### Task requirements:
After finding the line with "spot the boat hull" in the data below, set down exactly each line through the one with "spot the palm tree", inclusive, and stop there.

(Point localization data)
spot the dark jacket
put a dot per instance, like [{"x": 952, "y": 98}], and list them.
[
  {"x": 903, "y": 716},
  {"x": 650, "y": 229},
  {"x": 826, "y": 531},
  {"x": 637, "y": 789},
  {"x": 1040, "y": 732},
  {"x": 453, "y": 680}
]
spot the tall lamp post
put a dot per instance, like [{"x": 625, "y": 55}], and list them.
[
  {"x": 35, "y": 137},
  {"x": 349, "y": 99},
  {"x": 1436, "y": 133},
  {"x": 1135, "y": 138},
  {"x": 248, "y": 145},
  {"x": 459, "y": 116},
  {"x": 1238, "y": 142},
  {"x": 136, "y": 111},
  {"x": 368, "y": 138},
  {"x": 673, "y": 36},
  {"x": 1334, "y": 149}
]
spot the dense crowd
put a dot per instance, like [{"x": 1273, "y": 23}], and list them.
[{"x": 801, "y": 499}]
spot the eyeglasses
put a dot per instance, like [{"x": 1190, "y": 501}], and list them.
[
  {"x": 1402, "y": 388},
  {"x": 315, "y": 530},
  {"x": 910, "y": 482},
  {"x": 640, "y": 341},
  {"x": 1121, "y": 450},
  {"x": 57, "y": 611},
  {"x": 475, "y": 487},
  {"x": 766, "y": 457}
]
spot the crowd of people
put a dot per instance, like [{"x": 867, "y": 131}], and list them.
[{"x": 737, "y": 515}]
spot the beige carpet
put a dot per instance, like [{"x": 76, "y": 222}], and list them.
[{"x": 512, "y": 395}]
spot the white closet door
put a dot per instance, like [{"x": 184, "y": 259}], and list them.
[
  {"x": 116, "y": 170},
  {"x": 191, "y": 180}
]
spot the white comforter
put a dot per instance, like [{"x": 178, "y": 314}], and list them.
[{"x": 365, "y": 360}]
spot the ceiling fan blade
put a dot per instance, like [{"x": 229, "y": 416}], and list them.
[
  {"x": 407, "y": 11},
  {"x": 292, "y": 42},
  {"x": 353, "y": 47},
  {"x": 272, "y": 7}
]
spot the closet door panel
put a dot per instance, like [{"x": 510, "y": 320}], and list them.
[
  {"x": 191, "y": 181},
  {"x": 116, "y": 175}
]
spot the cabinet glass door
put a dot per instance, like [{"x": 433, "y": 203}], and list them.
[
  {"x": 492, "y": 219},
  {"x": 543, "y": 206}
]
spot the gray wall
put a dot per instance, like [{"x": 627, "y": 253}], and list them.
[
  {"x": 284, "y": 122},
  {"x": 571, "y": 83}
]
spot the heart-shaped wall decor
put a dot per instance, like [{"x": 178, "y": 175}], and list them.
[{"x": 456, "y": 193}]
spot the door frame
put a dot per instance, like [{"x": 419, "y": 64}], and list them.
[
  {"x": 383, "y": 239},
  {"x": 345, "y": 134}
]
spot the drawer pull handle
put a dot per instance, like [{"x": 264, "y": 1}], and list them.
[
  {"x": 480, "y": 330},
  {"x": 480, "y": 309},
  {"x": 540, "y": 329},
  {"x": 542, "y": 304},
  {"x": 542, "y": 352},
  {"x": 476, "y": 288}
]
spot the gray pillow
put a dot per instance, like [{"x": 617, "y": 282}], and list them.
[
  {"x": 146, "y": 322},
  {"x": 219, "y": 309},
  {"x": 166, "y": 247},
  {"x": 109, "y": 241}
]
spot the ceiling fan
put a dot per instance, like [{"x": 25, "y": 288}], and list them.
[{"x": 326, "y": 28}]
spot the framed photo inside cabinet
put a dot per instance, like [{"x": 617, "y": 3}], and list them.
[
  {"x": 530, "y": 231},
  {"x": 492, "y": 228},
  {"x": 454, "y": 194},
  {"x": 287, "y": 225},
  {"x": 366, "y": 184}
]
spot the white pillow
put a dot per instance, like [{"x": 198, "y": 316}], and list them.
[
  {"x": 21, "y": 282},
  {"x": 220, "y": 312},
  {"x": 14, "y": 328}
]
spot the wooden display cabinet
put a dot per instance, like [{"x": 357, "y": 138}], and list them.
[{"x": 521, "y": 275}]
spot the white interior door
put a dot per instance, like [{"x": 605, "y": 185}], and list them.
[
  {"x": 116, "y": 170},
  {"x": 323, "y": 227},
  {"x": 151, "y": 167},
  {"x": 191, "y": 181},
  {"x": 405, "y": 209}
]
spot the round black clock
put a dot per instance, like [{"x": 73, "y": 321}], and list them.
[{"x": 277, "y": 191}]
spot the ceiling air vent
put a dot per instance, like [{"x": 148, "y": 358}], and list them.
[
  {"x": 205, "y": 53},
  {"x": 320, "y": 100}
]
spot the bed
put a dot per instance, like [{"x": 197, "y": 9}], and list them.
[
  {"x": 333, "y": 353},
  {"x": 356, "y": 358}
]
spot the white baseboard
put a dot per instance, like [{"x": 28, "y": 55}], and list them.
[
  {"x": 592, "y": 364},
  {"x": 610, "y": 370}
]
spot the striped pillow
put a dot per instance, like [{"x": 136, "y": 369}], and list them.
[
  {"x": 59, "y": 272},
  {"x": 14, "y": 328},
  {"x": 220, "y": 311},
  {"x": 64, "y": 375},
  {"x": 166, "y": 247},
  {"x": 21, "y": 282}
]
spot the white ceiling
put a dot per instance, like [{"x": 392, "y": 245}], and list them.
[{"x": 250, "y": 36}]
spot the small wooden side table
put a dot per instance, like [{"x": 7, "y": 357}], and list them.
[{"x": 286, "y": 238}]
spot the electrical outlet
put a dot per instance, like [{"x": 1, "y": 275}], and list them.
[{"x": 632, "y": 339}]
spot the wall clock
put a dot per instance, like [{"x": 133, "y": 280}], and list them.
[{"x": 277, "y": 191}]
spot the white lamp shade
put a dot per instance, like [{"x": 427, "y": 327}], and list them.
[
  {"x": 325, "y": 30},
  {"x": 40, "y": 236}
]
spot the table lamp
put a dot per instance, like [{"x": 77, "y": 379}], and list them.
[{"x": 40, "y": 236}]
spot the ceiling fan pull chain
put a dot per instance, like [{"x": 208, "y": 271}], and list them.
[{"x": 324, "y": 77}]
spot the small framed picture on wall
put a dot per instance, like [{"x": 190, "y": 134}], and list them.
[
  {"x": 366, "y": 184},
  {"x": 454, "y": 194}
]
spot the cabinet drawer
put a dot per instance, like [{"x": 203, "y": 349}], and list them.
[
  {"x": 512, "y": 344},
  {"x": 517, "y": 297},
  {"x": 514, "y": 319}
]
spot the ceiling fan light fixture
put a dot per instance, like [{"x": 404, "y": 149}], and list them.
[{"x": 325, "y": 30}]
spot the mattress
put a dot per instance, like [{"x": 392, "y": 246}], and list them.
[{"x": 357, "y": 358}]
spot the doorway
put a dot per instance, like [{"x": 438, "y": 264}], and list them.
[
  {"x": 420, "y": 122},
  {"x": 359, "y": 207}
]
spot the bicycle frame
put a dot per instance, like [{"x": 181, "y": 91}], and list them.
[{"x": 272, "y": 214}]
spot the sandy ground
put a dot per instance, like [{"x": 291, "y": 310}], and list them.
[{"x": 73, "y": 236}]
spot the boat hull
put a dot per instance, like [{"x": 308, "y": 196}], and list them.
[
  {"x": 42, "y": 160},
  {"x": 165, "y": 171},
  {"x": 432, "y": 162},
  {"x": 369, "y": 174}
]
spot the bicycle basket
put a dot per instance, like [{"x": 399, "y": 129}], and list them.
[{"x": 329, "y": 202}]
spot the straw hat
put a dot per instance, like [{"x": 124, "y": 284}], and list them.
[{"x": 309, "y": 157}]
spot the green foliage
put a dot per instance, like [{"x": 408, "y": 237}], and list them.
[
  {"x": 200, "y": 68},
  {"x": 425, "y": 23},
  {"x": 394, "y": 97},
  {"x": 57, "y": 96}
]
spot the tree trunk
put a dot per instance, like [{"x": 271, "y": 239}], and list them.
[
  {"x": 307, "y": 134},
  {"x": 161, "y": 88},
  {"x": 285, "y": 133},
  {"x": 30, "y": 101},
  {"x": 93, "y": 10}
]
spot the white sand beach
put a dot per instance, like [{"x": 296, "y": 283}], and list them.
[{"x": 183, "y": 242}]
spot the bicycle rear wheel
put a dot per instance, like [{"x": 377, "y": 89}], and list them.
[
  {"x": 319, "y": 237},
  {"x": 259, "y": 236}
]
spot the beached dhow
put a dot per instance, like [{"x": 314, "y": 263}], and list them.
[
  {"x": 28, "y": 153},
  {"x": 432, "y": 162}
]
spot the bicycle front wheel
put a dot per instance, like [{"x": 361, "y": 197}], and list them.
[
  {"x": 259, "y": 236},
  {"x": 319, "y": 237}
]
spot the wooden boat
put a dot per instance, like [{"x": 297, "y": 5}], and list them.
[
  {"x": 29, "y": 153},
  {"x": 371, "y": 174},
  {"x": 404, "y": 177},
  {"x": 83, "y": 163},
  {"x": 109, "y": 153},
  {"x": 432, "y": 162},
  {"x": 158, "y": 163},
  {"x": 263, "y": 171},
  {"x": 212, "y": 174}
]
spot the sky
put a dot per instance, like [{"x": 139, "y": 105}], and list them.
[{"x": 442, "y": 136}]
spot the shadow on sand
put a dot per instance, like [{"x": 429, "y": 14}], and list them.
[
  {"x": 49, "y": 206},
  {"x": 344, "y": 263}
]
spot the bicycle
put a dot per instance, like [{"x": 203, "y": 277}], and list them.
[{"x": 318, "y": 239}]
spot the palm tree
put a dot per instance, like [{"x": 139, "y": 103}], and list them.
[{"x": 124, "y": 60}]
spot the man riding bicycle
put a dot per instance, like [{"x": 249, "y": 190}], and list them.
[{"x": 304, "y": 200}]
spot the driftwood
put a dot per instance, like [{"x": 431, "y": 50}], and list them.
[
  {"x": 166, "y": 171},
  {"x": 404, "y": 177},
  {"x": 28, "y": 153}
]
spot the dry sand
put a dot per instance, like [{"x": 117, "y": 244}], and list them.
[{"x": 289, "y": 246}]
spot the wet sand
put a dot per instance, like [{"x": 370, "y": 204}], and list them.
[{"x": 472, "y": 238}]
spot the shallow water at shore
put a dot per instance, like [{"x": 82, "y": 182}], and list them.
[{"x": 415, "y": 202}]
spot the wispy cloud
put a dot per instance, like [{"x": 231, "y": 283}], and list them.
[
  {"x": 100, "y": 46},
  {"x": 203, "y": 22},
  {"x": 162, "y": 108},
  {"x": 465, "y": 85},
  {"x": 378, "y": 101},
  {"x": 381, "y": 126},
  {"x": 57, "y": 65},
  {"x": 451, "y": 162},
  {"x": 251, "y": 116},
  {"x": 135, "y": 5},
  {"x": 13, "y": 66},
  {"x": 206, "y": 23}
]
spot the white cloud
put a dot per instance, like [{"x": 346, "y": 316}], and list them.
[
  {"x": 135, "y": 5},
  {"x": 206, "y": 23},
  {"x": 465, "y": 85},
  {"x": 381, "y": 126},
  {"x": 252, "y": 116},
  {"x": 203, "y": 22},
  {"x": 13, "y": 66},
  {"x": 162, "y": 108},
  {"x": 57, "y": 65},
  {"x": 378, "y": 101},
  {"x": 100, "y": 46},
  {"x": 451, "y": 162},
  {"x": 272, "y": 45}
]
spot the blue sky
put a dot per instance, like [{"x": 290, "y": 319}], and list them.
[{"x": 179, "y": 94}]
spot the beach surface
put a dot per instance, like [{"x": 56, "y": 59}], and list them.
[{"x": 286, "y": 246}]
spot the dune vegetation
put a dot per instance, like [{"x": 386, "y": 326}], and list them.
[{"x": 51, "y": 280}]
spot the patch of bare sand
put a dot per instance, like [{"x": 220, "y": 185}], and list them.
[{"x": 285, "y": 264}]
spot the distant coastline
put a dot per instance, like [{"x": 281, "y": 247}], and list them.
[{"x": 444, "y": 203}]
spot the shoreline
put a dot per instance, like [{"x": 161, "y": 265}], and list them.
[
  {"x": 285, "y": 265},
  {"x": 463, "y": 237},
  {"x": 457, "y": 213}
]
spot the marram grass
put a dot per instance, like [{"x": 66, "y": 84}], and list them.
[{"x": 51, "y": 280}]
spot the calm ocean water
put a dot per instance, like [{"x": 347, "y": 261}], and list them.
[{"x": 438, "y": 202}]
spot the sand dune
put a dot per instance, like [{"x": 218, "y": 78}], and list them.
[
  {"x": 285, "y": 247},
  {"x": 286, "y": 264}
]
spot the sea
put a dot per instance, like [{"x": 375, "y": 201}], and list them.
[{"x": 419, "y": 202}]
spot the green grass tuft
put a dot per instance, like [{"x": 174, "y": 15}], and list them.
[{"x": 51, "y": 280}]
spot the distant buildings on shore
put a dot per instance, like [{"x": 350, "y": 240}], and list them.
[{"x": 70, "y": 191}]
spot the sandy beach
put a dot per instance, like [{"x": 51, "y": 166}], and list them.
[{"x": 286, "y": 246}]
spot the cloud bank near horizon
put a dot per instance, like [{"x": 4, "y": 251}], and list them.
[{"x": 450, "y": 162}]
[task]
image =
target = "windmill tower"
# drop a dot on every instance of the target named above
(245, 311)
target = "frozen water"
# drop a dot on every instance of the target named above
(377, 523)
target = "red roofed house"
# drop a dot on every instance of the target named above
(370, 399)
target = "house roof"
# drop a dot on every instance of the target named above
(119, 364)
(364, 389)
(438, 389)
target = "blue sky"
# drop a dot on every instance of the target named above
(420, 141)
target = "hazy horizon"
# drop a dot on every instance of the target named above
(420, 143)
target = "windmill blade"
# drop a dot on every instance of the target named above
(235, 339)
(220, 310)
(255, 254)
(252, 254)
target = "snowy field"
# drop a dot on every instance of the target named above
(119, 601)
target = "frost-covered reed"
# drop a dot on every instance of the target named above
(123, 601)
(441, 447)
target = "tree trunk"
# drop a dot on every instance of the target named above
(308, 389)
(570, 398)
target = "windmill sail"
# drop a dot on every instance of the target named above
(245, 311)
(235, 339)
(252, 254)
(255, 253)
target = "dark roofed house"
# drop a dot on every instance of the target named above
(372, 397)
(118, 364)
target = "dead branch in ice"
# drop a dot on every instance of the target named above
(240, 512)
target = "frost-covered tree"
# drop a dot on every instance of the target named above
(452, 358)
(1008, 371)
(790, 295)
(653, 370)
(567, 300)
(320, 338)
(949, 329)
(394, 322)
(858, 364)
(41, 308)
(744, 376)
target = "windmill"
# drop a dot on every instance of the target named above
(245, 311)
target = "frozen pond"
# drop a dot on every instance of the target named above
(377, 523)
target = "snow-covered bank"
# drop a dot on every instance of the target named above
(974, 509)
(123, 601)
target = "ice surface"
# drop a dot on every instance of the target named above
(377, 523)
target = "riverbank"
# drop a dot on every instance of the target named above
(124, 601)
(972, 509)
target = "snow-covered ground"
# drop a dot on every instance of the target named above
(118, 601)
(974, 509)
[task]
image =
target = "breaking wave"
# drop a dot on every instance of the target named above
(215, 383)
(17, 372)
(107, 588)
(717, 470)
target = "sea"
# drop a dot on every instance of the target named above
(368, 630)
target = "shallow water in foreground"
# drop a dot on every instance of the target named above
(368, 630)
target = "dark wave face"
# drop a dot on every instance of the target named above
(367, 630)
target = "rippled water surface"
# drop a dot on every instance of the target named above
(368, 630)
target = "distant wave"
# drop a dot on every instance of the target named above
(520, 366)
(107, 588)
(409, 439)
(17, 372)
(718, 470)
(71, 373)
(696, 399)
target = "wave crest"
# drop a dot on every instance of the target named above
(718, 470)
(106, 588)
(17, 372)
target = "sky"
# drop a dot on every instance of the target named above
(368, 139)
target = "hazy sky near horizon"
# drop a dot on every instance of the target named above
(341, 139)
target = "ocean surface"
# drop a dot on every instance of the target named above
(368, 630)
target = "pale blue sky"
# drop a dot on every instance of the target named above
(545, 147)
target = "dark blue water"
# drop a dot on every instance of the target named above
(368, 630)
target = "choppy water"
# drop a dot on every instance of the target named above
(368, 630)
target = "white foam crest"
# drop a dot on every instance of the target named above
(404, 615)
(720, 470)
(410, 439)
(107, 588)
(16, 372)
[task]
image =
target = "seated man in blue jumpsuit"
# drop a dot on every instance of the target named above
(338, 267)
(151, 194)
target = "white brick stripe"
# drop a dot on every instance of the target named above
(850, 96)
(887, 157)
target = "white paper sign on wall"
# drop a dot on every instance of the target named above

### Response below:
spot the boat hull
put a dot per instance, like [{"x": 308, "y": 196}], and list them.
[
  {"x": 42, "y": 160},
  {"x": 165, "y": 171},
  {"x": 432, "y": 162},
  {"x": 369, "y": 174}
]
spot the bicycle basket
put a dot per instance, like [{"x": 399, "y": 129}], and list them.
[{"x": 329, "y": 202}]
spot the straw hat
put a dot per instance, like [{"x": 124, "y": 284}], and list them.
[{"x": 309, "y": 157}]
spot the green foliage
put a dot per instance, like [{"x": 408, "y": 237}], and list them.
[
  {"x": 200, "y": 68},
  {"x": 425, "y": 23},
  {"x": 394, "y": 97},
  {"x": 57, "y": 96}
]
spot the tree trunk
put a dot per instance, like [{"x": 271, "y": 239}], and list them.
[
  {"x": 307, "y": 134},
  {"x": 161, "y": 88},
  {"x": 285, "y": 133},
  {"x": 30, "y": 101},
  {"x": 93, "y": 10}
]
spot the white sand beach
put a dot per instance, like [{"x": 296, "y": 283}], and list them.
[{"x": 183, "y": 242}]
spot the bicycle rear wheel
put a dot per instance, like [{"x": 377, "y": 89}], and list them.
[
  {"x": 319, "y": 237},
  {"x": 259, "y": 236}
]
spot the beached dhow
put a dot per instance, like [{"x": 314, "y": 263}], and list them.
[
  {"x": 28, "y": 153},
  {"x": 432, "y": 162}
]
spot the bicycle front wheel
put a dot per instance, like [{"x": 361, "y": 197}], and list them.
[
  {"x": 259, "y": 236},
  {"x": 319, "y": 237}
]
spot the wooden boat
put a dot per instance, like [{"x": 297, "y": 5}], and list them.
[
  {"x": 29, "y": 153},
  {"x": 371, "y": 174},
  {"x": 404, "y": 177},
  {"x": 83, "y": 163},
  {"x": 109, "y": 153},
  {"x": 432, "y": 162},
  {"x": 158, "y": 163},
  {"x": 263, "y": 171},
  {"x": 212, "y": 174}
]
spot the sky
put a dot per instance, like [{"x": 139, "y": 105}], and list them.
[{"x": 442, "y": 136}]
spot the shadow on sand
put a dot per instance, like [{"x": 429, "y": 14}], and list them.
[
  {"x": 49, "y": 206},
  {"x": 344, "y": 263}
]
spot the bicycle
put a dot per instance, like [{"x": 203, "y": 277}], and list them.
[{"x": 318, "y": 239}]
spot the palm tree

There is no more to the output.